Extracted records
[Start of Attachment]
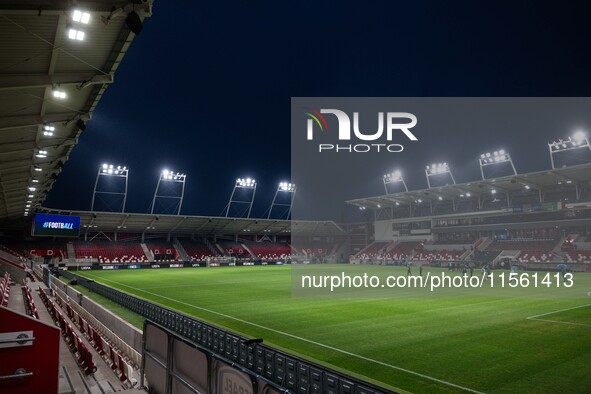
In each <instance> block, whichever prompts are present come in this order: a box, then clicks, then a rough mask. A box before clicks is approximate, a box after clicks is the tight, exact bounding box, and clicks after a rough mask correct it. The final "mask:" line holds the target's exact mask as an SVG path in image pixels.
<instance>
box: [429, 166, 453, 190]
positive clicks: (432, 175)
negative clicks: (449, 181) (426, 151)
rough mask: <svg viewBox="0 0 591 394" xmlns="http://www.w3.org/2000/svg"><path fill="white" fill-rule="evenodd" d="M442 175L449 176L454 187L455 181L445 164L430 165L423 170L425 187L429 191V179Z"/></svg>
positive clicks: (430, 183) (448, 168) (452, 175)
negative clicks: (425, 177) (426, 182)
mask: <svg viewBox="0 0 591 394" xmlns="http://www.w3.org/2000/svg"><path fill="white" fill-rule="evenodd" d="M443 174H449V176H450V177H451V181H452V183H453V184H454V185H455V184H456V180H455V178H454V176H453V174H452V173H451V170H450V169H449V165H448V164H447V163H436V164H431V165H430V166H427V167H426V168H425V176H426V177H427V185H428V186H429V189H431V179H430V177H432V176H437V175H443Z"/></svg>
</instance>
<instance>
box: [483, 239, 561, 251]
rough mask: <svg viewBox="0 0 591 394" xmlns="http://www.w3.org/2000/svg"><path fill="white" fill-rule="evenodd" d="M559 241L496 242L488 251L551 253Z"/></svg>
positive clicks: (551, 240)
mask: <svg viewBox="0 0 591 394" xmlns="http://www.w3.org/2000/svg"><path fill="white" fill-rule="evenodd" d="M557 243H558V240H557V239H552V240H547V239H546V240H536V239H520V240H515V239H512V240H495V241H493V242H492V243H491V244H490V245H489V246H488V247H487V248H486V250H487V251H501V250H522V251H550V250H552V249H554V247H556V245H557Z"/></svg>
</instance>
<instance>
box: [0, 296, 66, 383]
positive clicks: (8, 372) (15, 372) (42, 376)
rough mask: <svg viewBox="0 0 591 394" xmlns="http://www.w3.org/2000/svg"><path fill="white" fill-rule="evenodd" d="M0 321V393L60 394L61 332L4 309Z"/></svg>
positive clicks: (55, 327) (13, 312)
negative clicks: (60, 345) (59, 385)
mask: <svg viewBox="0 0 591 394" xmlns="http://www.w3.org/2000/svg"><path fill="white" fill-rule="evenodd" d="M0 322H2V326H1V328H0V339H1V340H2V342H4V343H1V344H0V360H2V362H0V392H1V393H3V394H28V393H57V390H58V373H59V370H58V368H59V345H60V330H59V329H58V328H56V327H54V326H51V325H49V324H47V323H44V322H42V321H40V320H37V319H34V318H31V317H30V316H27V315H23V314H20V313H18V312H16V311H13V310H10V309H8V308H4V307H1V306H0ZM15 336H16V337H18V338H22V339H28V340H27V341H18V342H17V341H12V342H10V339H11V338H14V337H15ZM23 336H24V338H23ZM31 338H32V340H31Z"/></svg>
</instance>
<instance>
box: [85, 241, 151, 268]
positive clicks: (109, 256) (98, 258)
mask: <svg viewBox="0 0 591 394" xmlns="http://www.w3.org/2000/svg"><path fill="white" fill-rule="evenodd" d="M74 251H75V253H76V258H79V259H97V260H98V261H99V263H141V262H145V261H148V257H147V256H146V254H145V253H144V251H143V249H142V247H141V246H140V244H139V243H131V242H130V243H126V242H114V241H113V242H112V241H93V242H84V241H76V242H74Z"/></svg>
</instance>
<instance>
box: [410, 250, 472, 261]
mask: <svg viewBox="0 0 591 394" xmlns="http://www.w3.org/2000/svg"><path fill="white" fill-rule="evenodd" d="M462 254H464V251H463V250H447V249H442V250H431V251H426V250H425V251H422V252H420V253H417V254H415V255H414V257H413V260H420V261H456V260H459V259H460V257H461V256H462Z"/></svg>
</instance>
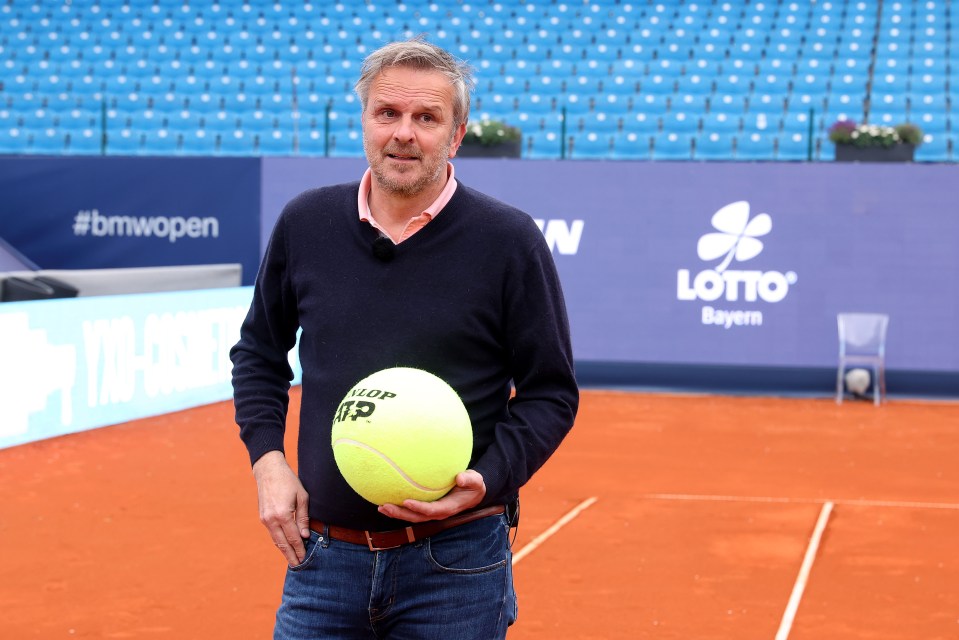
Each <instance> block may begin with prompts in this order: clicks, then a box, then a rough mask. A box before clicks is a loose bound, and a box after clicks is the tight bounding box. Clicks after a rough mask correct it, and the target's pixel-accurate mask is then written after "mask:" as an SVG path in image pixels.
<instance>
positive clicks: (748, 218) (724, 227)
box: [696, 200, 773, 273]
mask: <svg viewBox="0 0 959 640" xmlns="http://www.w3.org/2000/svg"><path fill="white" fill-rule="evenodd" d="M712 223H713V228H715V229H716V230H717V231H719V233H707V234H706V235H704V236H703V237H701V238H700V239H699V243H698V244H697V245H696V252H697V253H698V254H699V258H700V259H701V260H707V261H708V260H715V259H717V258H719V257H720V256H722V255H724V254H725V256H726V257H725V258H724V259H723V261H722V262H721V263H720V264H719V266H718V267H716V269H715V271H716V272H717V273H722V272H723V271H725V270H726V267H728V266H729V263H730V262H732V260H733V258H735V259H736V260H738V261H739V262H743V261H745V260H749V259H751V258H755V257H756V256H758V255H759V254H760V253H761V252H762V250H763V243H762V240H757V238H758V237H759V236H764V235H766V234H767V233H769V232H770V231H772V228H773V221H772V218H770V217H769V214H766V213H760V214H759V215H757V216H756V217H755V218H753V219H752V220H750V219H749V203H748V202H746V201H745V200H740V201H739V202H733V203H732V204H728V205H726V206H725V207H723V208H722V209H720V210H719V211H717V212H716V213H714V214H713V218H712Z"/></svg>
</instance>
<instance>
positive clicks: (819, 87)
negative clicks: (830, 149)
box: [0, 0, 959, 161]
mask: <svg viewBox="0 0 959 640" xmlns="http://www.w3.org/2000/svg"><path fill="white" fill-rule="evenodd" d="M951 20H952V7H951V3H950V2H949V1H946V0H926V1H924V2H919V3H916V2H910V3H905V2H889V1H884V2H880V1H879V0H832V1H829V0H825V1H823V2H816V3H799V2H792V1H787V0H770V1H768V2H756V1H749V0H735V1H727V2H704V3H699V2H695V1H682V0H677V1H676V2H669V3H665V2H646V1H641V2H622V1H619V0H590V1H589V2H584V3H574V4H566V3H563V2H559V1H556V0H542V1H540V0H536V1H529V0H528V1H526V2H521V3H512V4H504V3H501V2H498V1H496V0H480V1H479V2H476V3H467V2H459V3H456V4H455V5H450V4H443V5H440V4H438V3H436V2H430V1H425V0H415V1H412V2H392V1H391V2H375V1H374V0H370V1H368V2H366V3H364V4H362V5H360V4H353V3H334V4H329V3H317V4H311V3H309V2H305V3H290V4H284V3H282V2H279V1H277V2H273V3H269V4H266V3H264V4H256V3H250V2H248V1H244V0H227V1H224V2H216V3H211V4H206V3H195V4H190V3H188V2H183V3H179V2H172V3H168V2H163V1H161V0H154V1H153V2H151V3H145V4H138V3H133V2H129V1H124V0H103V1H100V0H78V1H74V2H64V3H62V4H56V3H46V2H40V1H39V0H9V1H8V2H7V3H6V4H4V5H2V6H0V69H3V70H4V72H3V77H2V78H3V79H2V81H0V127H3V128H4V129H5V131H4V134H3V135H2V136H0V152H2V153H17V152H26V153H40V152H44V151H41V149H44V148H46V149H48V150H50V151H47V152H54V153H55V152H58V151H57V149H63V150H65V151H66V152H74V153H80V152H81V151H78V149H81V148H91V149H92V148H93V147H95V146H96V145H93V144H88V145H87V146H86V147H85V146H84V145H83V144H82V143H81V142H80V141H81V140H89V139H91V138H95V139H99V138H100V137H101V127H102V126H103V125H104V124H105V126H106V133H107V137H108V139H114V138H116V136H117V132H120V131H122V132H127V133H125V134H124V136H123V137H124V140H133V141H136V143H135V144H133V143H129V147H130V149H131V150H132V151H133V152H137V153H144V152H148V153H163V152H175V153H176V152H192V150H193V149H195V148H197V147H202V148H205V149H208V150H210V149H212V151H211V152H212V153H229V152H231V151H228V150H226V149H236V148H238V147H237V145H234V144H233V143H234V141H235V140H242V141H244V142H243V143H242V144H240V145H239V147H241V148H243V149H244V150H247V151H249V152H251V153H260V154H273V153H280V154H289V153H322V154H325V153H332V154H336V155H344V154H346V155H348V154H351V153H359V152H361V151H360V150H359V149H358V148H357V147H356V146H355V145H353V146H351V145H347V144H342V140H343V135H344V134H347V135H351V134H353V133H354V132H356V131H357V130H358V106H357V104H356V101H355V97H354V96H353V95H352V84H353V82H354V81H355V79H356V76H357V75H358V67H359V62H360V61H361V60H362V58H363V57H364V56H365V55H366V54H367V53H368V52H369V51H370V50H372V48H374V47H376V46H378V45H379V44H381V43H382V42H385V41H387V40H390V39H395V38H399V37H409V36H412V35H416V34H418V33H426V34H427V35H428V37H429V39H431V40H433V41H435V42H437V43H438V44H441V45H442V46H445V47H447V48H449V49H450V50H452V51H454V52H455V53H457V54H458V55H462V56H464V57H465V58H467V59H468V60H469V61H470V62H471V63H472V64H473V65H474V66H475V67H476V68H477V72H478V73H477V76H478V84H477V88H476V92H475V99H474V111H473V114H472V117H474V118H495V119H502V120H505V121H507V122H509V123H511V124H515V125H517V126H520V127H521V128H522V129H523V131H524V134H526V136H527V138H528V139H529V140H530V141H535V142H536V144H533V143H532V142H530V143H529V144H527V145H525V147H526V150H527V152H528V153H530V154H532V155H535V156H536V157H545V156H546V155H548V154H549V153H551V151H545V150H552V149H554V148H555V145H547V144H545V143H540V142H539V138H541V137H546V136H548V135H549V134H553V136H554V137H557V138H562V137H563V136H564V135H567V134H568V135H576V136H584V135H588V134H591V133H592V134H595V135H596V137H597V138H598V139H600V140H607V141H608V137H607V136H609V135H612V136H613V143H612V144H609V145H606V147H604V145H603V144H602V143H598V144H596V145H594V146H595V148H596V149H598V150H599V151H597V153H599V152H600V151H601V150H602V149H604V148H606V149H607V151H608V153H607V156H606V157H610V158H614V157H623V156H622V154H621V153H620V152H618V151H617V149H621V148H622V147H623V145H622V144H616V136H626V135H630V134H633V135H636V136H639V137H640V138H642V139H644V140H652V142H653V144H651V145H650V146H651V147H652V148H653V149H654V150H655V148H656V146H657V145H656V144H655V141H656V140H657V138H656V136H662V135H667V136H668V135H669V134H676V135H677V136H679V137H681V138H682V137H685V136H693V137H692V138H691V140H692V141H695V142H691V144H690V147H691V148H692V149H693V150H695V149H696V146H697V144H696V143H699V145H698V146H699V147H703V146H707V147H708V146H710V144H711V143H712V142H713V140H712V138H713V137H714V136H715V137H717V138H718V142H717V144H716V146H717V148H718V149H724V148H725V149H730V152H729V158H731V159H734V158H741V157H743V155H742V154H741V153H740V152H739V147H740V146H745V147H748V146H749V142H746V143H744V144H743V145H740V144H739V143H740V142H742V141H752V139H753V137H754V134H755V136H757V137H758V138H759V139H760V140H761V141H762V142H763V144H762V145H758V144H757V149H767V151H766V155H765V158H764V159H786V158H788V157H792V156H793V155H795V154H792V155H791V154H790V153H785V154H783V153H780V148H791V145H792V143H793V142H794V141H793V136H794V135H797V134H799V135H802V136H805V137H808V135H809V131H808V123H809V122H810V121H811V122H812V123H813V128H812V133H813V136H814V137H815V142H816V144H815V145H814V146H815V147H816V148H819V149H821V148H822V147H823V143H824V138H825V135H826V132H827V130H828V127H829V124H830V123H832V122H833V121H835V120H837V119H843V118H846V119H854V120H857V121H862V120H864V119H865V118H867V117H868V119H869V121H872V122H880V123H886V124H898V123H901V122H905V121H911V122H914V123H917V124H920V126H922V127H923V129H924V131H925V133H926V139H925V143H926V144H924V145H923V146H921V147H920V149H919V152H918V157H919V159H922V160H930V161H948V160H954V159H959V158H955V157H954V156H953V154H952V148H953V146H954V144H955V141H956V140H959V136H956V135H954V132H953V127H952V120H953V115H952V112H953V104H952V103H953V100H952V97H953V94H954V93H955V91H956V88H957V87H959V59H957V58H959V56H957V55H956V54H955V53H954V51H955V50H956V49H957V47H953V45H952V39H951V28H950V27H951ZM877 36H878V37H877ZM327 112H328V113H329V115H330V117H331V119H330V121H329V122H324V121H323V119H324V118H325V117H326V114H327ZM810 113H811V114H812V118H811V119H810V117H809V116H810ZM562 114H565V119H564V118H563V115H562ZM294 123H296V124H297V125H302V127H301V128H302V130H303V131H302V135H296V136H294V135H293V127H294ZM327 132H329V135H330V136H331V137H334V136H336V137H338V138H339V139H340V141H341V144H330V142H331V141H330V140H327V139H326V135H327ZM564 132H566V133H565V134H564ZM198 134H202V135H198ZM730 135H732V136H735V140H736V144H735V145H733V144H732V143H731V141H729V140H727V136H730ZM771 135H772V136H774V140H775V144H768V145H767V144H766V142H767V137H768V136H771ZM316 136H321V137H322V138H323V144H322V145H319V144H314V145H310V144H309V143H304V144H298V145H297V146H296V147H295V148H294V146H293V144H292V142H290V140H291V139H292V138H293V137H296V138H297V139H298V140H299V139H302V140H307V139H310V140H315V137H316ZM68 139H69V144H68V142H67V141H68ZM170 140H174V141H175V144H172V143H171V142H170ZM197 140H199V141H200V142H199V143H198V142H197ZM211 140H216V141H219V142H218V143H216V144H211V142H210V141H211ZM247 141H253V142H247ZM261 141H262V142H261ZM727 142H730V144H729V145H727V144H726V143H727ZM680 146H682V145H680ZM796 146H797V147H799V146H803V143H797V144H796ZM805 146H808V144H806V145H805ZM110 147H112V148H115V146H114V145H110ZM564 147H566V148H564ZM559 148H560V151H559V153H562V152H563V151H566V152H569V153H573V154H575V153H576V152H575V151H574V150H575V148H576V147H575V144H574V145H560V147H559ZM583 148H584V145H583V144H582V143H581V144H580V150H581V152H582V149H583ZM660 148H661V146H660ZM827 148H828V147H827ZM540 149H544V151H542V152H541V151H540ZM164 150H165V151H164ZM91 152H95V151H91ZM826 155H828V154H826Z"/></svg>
[End of Attachment]
What is required: Could you work out how many lines of the data above contain the word "rough"? Give only the number.

Written response: 5